_DATASET ENTRIES:_
____________________

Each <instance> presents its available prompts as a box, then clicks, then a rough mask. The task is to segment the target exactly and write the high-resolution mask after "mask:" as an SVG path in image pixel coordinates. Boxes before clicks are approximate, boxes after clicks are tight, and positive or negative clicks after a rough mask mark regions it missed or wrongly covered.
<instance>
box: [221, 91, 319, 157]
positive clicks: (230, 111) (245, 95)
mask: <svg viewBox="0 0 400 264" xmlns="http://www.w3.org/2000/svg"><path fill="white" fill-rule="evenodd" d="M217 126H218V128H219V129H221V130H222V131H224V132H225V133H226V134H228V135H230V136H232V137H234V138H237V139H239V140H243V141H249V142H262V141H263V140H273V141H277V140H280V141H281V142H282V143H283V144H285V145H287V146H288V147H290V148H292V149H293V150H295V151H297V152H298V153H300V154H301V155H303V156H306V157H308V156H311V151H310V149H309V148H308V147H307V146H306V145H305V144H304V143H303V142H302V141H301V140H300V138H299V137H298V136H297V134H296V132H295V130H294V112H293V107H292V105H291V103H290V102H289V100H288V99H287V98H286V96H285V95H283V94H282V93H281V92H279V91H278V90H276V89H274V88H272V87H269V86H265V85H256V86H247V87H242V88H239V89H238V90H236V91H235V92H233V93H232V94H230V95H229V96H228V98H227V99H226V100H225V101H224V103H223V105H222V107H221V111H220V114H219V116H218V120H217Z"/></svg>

____________________

_WORK INSTRUCTION:_ Give an exact transcription of all the material.

_EXERCISE SOLUTION:_
Each <instance> presents its available prompts as a box, then clicks, then a rough mask. The task is to segment the target exactly and write the high-resolution mask after "mask:" as an SVG path in image pixel coordinates. Boxes before clicks are approximate, boxes after clicks are tight, and positive or negative clicks after a rough mask mark regions it missed or wrongly covered.
<instance>
box: [221, 91, 319, 157]
positive clicks: (230, 111) (245, 95)
mask: <svg viewBox="0 0 400 264" xmlns="http://www.w3.org/2000/svg"><path fill="white" fill-rule="evenodd" d="M217 126H218V128H219V129H221V130H222V131H224V132H225V133H226V134H228V135H230V136H232V137H234V138H237V139H239V140H243V141H249V142H262V141H263V140H273V141H277V140H280V141H281V142H282V143H283V144H285V145H287V146H288V147H290V148H292V149H293V150H295V151H297V152H298V153H300V154H301V155H303V156H306V157H308V156H311V151H310V149H309V148H308V147H307V146H306V145H305V144H304V143H303V142H302V141H301V140H300V138H299V137H298V136H297V134H296V132H295V130H294V112H293V107H292V105H291V103H290V102H289V100H288V99H287V98H286V96H285V95H283V94H282V93H281V92H279V91H278V90H276V89H274V88H272V87H269V86H265V85H256V86H247V87H242V88H239V89H238V90H236V91H235V92H233V93H232V94H230V95H229V96H228V98H227V99H226V100H225V101H224V103H223V105H222V107H221V111H220V114H219V116H218V120H217Z"/></svg>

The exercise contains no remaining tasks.